__Written request__
Convert the records below into a two-column CSV with the header row input,output, one row per record for every record. Put the record's text in input and its answer in output, with each value in a single double-quoted field and each line break replaced by a space.
--- Information supplied ---
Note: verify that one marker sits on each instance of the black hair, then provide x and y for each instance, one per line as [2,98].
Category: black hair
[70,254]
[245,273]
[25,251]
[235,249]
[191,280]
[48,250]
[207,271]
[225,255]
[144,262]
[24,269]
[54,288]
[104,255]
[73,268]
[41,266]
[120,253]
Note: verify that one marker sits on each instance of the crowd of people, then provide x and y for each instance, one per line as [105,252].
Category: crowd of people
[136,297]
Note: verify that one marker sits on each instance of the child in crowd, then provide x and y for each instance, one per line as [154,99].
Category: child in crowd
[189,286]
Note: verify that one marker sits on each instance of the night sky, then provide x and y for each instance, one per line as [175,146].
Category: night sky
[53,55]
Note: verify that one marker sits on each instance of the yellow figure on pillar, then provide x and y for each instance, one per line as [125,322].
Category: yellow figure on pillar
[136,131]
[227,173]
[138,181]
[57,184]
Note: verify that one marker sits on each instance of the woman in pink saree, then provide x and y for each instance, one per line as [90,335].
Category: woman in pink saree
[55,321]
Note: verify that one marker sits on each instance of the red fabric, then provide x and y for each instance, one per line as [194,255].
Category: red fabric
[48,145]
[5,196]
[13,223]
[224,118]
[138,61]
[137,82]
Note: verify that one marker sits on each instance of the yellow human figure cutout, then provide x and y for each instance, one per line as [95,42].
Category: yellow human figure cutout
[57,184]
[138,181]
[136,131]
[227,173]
---
__Completed exercise__
input,output
"Note: verify that one marker sits on each instance of the black hair, then provide x and y for each instance, one per line as [2,98]. Category: black hair","[70,254] [245,273] [25,251] [235,249] [191,280] [48,250] [207,271] [225,255] [144,262] [24,269] [54,288] [104,255] [73,268] [41,266] [120,253]"
"Note: verify that one marker sits on each instance of the crowd of people, then provide x and y for each instance, one per line as [105,252]. Category: crowd of people","[136,297]"
"Note: verify that one marker sits on each instance of the child in crowd, then provide x and y for each instance, one per line as [154,99]. Category: child in crowd","[189,286]"
"Note: verify that one marker sits on each instance of the night sky, then provide x and y for each instance, one per line as [175,146]. Category: night sky","[53,55]"
"Note: verify that one marker sits on each instance of the yellow figure on pillar, then provide x and y for each instance, one per line as [125,322]. Category: yellow figure on pillar","[136,131] [227,173] [138,181] [57,184]"
"Note: verify that one marker sits on each instance of the woman in pink saree, then provide x and y for each instance, one per line as [90,335]. Category: woman in pink saree","[55,321]"
"Note: verify that one marker sits on each instance of the red fabric, then provide x and y for each instance, one per line as [194,255]. Category: red fabric","[48,145] [5,196] [13,223] [224,118] [138,61] [137,82]"
"Note: verify that one marker sits on each instance of the yellow human figure cutout, then provide x and y for each instance, one per line as [95,42]. Category: yellow human figure cutout","[57,184] [138,181] [136,131] [227,173]"